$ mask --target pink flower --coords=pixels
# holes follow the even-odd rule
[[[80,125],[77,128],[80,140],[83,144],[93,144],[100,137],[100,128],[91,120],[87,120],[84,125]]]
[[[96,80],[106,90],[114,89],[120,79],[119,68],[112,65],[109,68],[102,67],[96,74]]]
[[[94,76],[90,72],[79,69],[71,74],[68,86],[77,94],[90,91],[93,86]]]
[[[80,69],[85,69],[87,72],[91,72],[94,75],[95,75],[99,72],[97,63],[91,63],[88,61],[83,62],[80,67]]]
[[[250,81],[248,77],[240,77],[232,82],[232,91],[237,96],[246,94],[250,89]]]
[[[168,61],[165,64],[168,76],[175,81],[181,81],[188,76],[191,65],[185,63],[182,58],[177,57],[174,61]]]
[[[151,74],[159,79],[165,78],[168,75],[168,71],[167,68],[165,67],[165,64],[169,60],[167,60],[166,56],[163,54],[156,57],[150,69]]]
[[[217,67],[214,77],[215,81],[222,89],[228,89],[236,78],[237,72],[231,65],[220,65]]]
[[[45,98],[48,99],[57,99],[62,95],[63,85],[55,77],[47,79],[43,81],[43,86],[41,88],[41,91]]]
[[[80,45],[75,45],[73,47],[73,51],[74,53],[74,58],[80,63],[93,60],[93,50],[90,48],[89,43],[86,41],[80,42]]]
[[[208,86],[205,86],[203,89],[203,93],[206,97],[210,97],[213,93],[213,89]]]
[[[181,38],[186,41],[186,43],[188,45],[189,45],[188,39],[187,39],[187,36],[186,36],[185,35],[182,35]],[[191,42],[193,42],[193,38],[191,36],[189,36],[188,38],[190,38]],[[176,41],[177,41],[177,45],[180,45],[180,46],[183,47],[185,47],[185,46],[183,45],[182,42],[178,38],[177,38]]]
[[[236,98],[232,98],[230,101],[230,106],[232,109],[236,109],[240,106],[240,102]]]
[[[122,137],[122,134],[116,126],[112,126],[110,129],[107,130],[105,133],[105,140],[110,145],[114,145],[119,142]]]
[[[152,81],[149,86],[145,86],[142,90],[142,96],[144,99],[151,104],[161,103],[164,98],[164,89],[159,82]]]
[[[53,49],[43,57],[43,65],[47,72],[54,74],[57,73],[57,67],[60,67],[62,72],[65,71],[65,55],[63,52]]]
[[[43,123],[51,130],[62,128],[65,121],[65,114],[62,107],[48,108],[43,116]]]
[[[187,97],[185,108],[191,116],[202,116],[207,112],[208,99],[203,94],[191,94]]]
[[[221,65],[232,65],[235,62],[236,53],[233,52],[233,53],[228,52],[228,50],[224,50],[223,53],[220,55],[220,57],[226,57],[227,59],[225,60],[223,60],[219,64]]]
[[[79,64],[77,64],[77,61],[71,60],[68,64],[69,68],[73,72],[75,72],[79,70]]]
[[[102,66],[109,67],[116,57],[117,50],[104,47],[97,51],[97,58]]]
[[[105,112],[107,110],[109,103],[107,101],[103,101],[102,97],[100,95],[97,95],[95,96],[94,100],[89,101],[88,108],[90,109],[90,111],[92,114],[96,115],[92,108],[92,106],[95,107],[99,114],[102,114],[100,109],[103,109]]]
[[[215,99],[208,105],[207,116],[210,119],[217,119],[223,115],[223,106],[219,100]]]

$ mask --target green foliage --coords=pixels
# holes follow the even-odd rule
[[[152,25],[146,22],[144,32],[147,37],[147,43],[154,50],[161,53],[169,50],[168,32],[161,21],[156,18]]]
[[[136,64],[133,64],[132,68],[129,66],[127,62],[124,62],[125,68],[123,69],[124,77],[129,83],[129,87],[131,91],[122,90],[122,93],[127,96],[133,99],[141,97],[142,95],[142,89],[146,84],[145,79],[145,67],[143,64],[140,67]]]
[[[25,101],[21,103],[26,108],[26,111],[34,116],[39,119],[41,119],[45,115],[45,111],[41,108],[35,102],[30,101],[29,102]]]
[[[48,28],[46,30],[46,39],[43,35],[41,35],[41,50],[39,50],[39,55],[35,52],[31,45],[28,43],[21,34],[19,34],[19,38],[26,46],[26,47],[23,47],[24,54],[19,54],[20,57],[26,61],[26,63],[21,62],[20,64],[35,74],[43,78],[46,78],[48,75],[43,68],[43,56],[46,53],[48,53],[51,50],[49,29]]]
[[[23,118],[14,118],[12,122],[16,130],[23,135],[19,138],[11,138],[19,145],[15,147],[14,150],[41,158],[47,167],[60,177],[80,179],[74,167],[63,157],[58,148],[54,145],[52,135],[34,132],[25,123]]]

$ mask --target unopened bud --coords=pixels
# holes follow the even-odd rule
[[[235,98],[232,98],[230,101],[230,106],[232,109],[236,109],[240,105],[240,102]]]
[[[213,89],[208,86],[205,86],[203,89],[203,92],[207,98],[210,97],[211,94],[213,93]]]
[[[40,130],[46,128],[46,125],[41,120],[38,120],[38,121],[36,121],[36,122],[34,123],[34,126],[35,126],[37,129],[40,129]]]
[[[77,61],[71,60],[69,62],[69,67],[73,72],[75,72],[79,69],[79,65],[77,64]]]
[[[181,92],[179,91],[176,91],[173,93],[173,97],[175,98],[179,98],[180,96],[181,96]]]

━━━━

OBJECTIVE: Rewrite every line of the items above as one numbered list, leaving out the blank lines.

EXERCISE SOLUTION:
1. $ mask --target pink flower --coords=pixels
2. # holes follow the even-odd rule
3. [[[80,125],[77,128],[80,140],[83,144],[93,144],[100,137],[100,128],[91,120],[87,120],[84,125]]]
4. [[[96,80],[106,90],[114,89],[120,79],[119,68],[112,65],[109,68],[102,67],[96,74]]]
5. [[[94,76],[90,72],[79,69],[71,74],[68,86],[77,94],[90,91],[93,86]]]
6. [[[80,69],[85,69],[87,72],[91,72],[94,75],[95,75],[99,72],[97,63],[91,63],[88,61],[83,62],[80,67]]]
7. [[[250,81],[248,77],[240,77],[232,82],[232,91],[237,96],[246,94],[250,89]]]
8. [[[168,61],[165,64],[168,76],[175,81],[181,81],[188,76],[191,65],[185,63],[182,58],[177,57],[174,61]]]
9. [[[151,74],[159,79],[165,78],[168,75],[168,71],[167,68],[165,67],[165,64],[169,60],[167,60],[166,56],[163,54],[156,57],[150,69]]]
10. [[[217,67],[214,77],[215,81],[222,89],[228,89],[236,78],[237,72],[231,65],[220,65]]]
11. [[[45,98],[48,99],[57,99],[62,95],[63,85],[55,77],[47,79],[43,81],[43,86],[41,88],[41,91]]]
12. [[[80,45],[75,45],[73,47],[73,51],[74,53],[74,58],[80,63],[93,60],[93,50],[90,48],[89,43],[86,41],[80,42]]]
13. [[[208,86],[205,86],[203,89],[203,93],[206,97],[210,97],[213,93],[213,89]]]
14. [[[181,38],[186,41],[186,43],[188,45],[189,45],[188,39],[187,39],[187,36],[186,36],[185,35],[182,35]],[[191,42],[193,42],[193,38],[191,36],[189,36],[188,38],[190,38]],[[176,41],[177,41],[177,45],[180,45],[180,46],[183,47],[185,47],[185,46],[183,45],[182,42],[178,38],[177,38]]]
15. [[[236,98],[232,98],[230,101],[230,106],[232,109],[236,109],[240,106],[240,102]]]
16. [[[122,137],[122,134],[116,126],[112,126],[110,129],[107,130],[105,133],[105,140],[110,145],[114,145],[119,142]]]
17. [[[152,81],[149,86],[145,86],[142,90],[142,96],[144,99],[151,104],[161,103],[164,98],[164,89],[159,82]]]
18. [[[53,49],[43,57],[43,65],[47,72],[54,74],[57,73],[57,67],[60,67],[62,72],[65,71],[65,55],[63,52]]]
19. [[[43,123],[51,130],[62,128],[65,121],[65,114],[62,107],[48,108],[43,116]]]
20. [[[187,97],[185,108],[191,116],[202,116],[207,112],[208,99],[203,94],[191,94]]]
21. [[[221,65],[232,65],[235,62],[236,53],[233,52],[233,53],[228,52],[228,50],[224,50],[223,53],[220,55],[220,57],[226,57],[227,59],[225,60],[223,60],[219,64]]]
22. [[[79,64],[77,64],[77,61],[71,60],[68,64],[69,68],[73,72],[75,72],[79,70]]]
23. [[[102,66],[109,67],[116,57],[117,50],[104,47],[97,51],[97,58]]]
24. [[[105,112],[107,110],[109,103],[107,101],[103,101],[102,97],[100,95],[97,95],[95,96],[94,100],[89,101],[88,108],[90,109],[90,111],[92,114],[96,115],[92,108],[92,106],[95,107],[99,114],[102,114],[100,109],[103,109]]]
25. [[[215,99],[208,105],[207,116],[210,119],[217,119],[223,115],[223,106],[219,100]]]
26. $ mask --target green foliage --coords=pixels
27. # holes follow the even-odd rule
28. [[[152,25],[146,22],[144,32],[147,37],[147,43],[154,50],[161,53],[169,50],[168,32],[161,21],[156,18]]]
29. [[[136,64],[133,64],[132,68],[129,66],[127,62],[124,62],[125,68],[123,69],[124,77],[129,83],[129,87],[131,91],[122,90],[122,93],[127,96],[133,99],[141,97],[142,95],[142,89],[146,84],[145,79],[145,67],[143,64],[140,67]]]
30. [[[25,101],[21,103],[26,108],[26,111],[34,116],[39,119],[41,119],[45,115],[45,111],[41,108],[35,102],[30,101],[29,102]]]
31. [[[48,28],[46,30],[46,39],[43,35],[41,35],[41,50],[39,50],[39,55],[35,52],[31,45],[28,43],[21,34],[19,34],[19,38],[26,46],[26,47],[23,47],[24,54],[19,54],[20,57],[26,61],[26,63],[21,62],[20,64],[35,74],[43,78],[46,78],[48,75],[43,68],[43,56],[46,53],[48,53],[51,50],[49,29]]]
32. [[[23,118],[14,118],[12,122],[16,130],[23,135],[19,138],[11,138],[19,145],[15,147],[14,150],[41,158],[47,167],[60,177],[80,179],[74,167],[63,157],[58,148],[54,145],[52,135],[34,132],[25,123]]]
33. $ mask --target unopened bud --coords=pixels
34. # holes follow the even-odd rule
35. [[[235,98],[232,98],[230,101],[230,106],[232,109],[236,109],[240,105],[240,102]]]
36. [[[213,89],[208,86],[205,86],[203,89],[203,92],[207,98],[210,97],[211,94],[213,93]]]
37. [[[40,130],[46,128],[46,125],[41,120],[38,120],[38,121],[36,121],[36,122],[34,123],[34,126],[35,126],[37,129],[40,129]]]
38. [[[77,61],[71,60],[69,62],[69,67],[73,72],[75,72],[79,69],[79,65],[77,64]]]
39. [[[181,92],[179,91],[176,91],[173,93],[173,97],[175,98],[179,98],[180,96],[181,96]]]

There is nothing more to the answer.